SHORT TASK: Take the material and output all of it exactly.
-- start --
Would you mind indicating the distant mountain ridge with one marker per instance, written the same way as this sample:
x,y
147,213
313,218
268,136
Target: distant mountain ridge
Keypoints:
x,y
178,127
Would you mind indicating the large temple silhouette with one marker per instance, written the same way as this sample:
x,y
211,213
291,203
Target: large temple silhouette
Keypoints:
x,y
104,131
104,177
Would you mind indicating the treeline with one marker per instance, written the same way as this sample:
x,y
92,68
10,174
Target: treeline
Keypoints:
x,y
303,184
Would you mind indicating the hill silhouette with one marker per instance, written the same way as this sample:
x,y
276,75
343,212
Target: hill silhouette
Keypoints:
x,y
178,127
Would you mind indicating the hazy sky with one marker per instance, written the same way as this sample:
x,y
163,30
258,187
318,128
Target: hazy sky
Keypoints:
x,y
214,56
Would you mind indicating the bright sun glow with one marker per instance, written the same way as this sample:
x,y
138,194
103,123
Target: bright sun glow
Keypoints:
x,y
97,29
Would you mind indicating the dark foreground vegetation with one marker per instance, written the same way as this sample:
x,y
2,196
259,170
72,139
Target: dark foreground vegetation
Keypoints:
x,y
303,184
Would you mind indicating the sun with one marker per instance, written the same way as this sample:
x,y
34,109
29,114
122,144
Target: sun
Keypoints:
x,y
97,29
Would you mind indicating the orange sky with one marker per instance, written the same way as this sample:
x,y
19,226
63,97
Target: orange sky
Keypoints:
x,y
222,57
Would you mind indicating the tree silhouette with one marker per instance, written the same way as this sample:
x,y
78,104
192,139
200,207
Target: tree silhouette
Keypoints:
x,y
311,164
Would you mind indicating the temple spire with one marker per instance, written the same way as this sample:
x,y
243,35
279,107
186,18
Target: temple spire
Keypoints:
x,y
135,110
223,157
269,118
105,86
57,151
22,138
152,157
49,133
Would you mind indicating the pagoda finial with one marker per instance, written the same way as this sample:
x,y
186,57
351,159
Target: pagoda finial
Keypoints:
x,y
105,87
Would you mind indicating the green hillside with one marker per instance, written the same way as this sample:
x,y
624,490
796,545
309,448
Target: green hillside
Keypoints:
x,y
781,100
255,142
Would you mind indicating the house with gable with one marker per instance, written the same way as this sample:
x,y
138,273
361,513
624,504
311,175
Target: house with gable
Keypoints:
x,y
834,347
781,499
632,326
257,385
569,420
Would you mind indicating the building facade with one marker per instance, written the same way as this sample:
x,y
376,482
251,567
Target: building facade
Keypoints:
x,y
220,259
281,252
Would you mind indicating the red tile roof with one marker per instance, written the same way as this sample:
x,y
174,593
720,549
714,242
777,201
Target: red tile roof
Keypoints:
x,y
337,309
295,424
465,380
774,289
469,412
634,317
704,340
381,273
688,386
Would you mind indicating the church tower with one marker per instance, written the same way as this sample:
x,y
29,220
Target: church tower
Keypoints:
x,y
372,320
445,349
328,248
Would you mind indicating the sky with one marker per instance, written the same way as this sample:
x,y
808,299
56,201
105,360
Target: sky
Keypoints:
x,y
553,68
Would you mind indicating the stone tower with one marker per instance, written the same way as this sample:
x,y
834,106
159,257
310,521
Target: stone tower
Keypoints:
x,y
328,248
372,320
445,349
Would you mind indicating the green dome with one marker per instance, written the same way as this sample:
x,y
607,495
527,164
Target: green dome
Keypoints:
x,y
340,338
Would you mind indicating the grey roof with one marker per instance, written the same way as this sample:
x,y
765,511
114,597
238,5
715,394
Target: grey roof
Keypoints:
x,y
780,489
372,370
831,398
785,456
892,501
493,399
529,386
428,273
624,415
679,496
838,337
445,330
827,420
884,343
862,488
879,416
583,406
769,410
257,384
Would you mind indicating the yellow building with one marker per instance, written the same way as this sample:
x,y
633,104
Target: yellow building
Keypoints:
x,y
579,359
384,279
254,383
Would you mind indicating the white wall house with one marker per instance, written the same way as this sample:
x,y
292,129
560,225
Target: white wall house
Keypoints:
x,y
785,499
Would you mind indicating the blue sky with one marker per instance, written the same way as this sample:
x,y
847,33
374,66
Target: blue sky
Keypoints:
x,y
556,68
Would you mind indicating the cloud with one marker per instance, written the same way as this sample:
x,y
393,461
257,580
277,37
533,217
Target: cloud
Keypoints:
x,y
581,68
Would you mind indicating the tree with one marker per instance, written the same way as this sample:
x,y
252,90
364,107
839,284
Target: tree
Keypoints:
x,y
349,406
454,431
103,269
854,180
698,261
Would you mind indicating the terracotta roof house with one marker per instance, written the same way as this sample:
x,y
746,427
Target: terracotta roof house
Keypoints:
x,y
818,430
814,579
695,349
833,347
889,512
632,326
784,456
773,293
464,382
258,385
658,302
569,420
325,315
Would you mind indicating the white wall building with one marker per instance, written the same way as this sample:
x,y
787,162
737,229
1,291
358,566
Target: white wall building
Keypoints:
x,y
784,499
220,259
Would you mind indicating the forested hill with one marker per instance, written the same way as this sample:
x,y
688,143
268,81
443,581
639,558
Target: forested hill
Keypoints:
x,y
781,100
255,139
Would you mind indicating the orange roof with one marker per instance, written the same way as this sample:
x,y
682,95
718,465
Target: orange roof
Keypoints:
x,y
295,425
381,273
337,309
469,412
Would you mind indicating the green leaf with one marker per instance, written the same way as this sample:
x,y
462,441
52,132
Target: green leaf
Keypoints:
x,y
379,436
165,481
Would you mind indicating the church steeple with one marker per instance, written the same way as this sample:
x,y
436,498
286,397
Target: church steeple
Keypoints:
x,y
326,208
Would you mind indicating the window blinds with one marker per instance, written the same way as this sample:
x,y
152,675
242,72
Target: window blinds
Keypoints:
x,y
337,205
-- end --
SOLVED PROBLEM:
Would you mind indicating the distant mountain ridge with one marker per instance, written the same way as this sample:
x,y
147,213
313,218
268,136
Target: distant mountain ridge
Keypoints:
x,y
178,127
Would you mind indicating the large temple silhouette with one marker per instance, written the same way as this sample:
x,y
211,213
291,203
Target: large temple silhouette
Keypoints:
x,y
104,131
104,177
Would you mind indicating the treeline with one marker per instance, written the same way as this sample:
x,y
92,68
10,174
Target: treeline
Keypoints:
x,y
303,184
Would you mind indicating the hill silhouette with one marker per instance, written the same way as this sample:
x,y
276,75
343,212
Target: hill silhouette
Keypoints:
x,y
178,127
Would you mind indicating the hazy sky with one marker per instance, written the same way as this sample:
x,y
163,30
258,187
318,128
Target: hazy sky
Keypoints:
x,y
214,56
Would you mind indicating the bright sun glow with one marker per instance, written the same way as this sample:
x,y
138,194
103,123
Target: bright sun glow
Keypoints:
x,y
97,29
Would you mind indicating the dark foreground vegetation with one marker per instance, written the same way as this sample:
x,y
2,196
259,170
72,139
Target: dark foreground vegetation
Keypoints:
x,y
303,184
Would you mind indicating the sun with one marker per instance, written the same way as this sample:
x,y
34,109
29,114
122,144
Target: sun
Keypoints:
x,y
97,29
Would you mind indicating the orange sky with one marker per instance, written the same way as this sample:
x,y
19,226
63,97
Target: orange sky
Keypoints:
x,y
222,57
Would you mind indicating the tree silhouette with one marker per instance, written the same way as this sample:
x,y
78,104
192,139
200,207
Target: tree silhouette
Keypoints:
x,y
311,164
Would you mind indicating the temple spire with one marker per instance, written the same way as this sample:
x,y
243,35
279,107
186,18
Target: temple spire
Keypoints:
x,y
135,110
223,157
269,118
105,86
57,151
22,138
152,157
49,133
Would you mind indicating the pagoda finial with one marker per instance, written the same way as this sample:
x,y
186,57
351,159
Target: pagoda finial
Keypoints:
x,y
105,87
Would you mind indicating the green hillside with one marker per instance, written the same way as this sample:
x,y
624,490
796,545
309,448
Target: green hillside
Keypoints:
x,y
781,100
255,142
Would you mind indicating the house with gable with one marker per instance, written the same way as this sample:
x,y
138,273
361,513
624,504
311,175
Target: house with gable
Keypoints:
x,y
834,347
781,499
632,326
257,385
569,420
Would you mind indicating the building facade with one marker per instance, written the same way as this sample:
x,y
376,482
251,567
Target: building facade
Keypoints:
x,y
220,259
281,252
Would you mind indicating the red tile roof with one marker per instance, written the same way as this sample:
x,y
174,593
720,549
714,242
777,201
Target: red tile roof
Keypoints:
x,y
337,309
295,424
465,380
774,289
469,412
634,317
704,340
381,273
688,386
Would you mind indicating the church tower with one marker per instance, written the same way as this sample:
x,y
29,220
Target: church tower
Keypoints:
x,y
372,320
445,349
328,248
Would you mind indicating the sky with one marker per instance, written the same way as this sample:
x,y
808,299
56,201
105,360
Target: sky
Keypoints:
x,y
553,68
Would you mind indicating the stone tower with one marker per instance, written the same way as this sample:
x,y
834,106
159,257
310,521
Target: stone tower
Keypoints:
x,y
328,248
372,320
445,349
Would you mind indicating the green dome with one marker per instance, written the same way as this sample:
x,y
607,495
527,164
Target: green dome
Keypoints:
x,y
340,338
Would you mind indicating the grey roof with one marker per instance, written the same way as this sample:
x,y
765,511
114,597
238,5
715,394
Target: grey roof
Keypoints:
x,y
780,489
372,370
831,398
785,456
892,501
493,399
529,386
428,273
624,415
679,496
838,337
445,330
827,420
884,343
862,488
879,416
583,406
769,410
257,384
Would you mind indicating the yellow building with one marker per instance, written the same way as this sample:
x,y
633,104
Target: yellow building
Keypoints:
x,y
579,359
384,279
254,383
Would you mind indicating the white wall house with one marker per instance, written the same way as this sample:
x,y
292,129
560,225
Target: white wall house
Keypoints:
x,y
785,499
Would you mind indicating the blue sky with one marker per instance, written the same way as this sample:
x,y
847,33
374,66
Target: blue sky
Keypoints:
x,y
556,68
Would you mind indicating the cloud with one marker per instance, written the same way as this sample:
x,y
393,461
257,580
277,37
533,217
Target: cloud
Keypoints:
x,y
581,68
Would you mind indicating the tree with one marker per instance, written the same way as this sample:
x,y
252,90
364,107
839,284
Target: tree
Keypoints:
x,y
349,406
454,431
103,269
854,180
698,261
Would you mind indicating the terracotta roof house with one marker per instance, written the same way as this sample:
x,y
746,427
Target: terracotta roof house
Keypoints:
x,y
818,430
814,579
695,349
833,347
889,512
632,326
784,456
773,293
464,382
258,385
658,302
569,420
325,315
Would you mind indicating the white wall building with one marker per instance, written the same way as this sample:
x,y
787,162
737,229
1,291
358,566
Target: white wall building
Keypoints:
x,y
784,499
220,259
Would you mind indicating the forested hill with one marker per instance, written the same way as this sample:
x,y
688,143
268,81
443,581
639,558
Target: forested hill
Keypoints:
x,y
781,100
255,139
Would you mind indicating the orange roof with one marker per instance, written the same way as this sample:
x,y
682,95
718,465
Target: orange roof
Keypoints:
x,y
295,425
381,273
337,309
469,412
Would you mind indicating the green leaf with one marker per instance, written the same way as this sample:
x,y
462,441
52,132
Target: green leaf
Keypoints:
x,y
379,436
165,481
Would you mind indicating the church steeple with one marker per instance, written the same way as this sample:
x,y
436,498
286,397
Target: church steeple
Keypoints:
x,y
326,208
Would you mind indicating the window blinds with one marker per instance, written the same way as this sample:
x,y
152,675
242,72
Target: window blinds
Keypoints:
x,y
337,205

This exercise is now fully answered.